§ **Required work**
Filter the records for lines holding the string "column".

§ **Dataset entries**
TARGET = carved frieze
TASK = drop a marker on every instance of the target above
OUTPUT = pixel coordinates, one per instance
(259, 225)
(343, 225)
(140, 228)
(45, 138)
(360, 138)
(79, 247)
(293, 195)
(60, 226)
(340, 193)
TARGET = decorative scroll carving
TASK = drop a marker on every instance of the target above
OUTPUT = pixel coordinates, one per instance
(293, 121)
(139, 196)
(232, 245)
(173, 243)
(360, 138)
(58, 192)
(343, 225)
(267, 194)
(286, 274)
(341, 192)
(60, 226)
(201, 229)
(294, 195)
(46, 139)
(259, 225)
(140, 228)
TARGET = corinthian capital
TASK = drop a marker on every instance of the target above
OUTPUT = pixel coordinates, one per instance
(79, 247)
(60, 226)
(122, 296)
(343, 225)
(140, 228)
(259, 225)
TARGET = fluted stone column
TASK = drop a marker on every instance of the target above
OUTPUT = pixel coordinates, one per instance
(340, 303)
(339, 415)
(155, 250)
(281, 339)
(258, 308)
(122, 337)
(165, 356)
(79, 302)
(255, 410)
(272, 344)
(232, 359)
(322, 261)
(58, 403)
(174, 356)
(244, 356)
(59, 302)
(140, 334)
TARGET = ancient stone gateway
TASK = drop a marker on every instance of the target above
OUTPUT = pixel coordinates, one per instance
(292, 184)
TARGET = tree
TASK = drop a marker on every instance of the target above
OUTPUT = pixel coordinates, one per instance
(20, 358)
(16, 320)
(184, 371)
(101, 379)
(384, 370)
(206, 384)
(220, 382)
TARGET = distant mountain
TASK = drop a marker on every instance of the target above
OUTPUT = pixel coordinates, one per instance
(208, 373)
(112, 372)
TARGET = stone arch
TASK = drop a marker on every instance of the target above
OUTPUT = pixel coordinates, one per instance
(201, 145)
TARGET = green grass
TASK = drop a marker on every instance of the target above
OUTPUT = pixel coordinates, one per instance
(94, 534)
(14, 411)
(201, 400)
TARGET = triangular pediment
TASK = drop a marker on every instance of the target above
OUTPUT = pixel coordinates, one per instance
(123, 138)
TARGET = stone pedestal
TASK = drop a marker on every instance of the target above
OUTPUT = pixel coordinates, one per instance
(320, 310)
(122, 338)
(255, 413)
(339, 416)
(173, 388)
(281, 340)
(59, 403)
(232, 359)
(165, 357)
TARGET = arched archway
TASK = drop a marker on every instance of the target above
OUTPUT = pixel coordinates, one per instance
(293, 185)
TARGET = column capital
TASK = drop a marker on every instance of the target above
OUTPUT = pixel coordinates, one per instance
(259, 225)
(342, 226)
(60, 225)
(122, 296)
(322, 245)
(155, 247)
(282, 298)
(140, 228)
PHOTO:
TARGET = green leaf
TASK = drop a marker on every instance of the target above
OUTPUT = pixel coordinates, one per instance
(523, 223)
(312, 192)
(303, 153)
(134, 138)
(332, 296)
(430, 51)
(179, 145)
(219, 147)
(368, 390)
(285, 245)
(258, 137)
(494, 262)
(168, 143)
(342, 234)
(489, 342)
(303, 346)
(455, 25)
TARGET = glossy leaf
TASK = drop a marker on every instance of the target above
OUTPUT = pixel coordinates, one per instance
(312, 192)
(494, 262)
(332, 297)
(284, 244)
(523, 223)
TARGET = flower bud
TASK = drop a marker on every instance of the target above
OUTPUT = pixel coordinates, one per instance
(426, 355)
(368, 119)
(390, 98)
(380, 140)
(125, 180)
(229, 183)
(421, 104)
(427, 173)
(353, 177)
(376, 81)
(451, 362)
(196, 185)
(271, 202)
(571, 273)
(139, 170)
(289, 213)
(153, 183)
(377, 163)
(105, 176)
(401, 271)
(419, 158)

* * *

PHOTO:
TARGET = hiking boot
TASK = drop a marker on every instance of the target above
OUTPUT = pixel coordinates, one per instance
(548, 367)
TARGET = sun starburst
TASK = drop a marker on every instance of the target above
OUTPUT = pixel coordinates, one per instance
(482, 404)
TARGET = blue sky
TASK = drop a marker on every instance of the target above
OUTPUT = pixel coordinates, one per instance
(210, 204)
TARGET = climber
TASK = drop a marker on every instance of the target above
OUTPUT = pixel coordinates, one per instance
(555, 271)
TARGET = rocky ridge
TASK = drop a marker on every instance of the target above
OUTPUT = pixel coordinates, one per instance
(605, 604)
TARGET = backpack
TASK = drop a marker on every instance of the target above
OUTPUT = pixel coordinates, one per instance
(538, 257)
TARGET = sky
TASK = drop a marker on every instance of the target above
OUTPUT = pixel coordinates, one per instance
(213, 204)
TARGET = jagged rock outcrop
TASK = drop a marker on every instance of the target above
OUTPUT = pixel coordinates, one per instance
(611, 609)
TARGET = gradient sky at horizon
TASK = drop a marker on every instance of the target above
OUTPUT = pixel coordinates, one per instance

§ **Your response**
TARGET = fluted stone column
TARGET = column capital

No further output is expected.